* begin *
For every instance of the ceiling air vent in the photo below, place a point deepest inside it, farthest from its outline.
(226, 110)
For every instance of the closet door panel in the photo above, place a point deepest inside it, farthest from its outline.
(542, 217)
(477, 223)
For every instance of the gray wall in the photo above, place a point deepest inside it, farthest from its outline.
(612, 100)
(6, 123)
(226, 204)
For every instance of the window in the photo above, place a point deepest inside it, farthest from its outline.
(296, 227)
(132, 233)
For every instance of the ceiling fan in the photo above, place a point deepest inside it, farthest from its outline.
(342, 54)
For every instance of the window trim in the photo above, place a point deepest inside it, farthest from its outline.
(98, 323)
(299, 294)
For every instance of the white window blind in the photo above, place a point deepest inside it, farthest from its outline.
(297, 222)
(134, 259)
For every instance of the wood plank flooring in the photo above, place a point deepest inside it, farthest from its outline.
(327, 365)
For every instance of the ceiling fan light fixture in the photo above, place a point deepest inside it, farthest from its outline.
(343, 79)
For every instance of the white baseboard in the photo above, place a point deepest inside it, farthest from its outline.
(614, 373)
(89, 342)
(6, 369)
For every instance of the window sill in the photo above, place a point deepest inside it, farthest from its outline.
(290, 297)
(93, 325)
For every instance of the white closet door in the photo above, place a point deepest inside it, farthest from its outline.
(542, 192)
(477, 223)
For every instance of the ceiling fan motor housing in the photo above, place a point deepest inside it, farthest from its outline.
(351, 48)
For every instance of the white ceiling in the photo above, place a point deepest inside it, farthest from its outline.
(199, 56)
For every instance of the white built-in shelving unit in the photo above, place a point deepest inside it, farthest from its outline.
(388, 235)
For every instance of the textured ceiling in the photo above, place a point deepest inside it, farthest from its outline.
* end *
TASK -
Repeat all the rows above with every "ceiling fan" replaced by "overhead fan", keeping everything else the same.

ANSWER TO THE TASK -
For every instance of the ceiling air vent in the photo below, place a point deepest inside it, farthest from its outline.
(226, 110)
For every instance of the closet door panel in the photo above, place a point deepest inside it, farthest from its outline.
(542, 217)
(477, 223)
For every instance of the gray wall in the photo above, place a point deepest inside it, farthest from its outline.
(612, 100)
(6, 123)
(226, 204)
For every instance of the window in the photo above, place a point deepest inside it, farthest from its outline.
(296, 227)
(132, 233)
For every instance of the overhead fan in the photo above, place a point deepest inside it, farthest from its outline.
(342, 54)
For every instance of the window trim in the photo above, place a point deepest inside it, farthest from its outline.
(98, 323)
(299, 294)
For every instance of the white window blind in the photo above, place a point deepest inside it, farthest from its outline.
(297, 222)
(134, 259)
For every instance of the wood plank flooring in the photo above, place a point deepest inside it, farthest from its outline.
(327, 365)
For every instance of the overhead fan light fixture in the photo above, place a point deepest inside it, farthest from its outline.
(343, 79)
For every instance of the white baseboard in the photo above, place a point deepest inside it, farthest from its outline.
(614, 373)
(89, 342)
(6, 369)
For every instance of the window sill in the photo above, place a point deepest inside it, farthest from its outline.
(290, 297)
(93, 325)
For every instance of the white closet door in the photo above, place a point deepest inside it, farthest from its outline.
(542, 192)
(477, 223)
For every instance of the overhead fan motor housing in the photo above, place a point deepest inside it, farthest from its outline.
(351, 48)
For every instance of the white ceiling in the photo above, place a point deepest inside it, farthest from its outline.
(199, 56)
For every instance of the white built-in shelving unit in the photo above, place a point deepest inside it, farthest from its outline.
(388, 235)
For every instance of the textured ceiling in the photo above, place a point deepest inside it, farthest from its outline.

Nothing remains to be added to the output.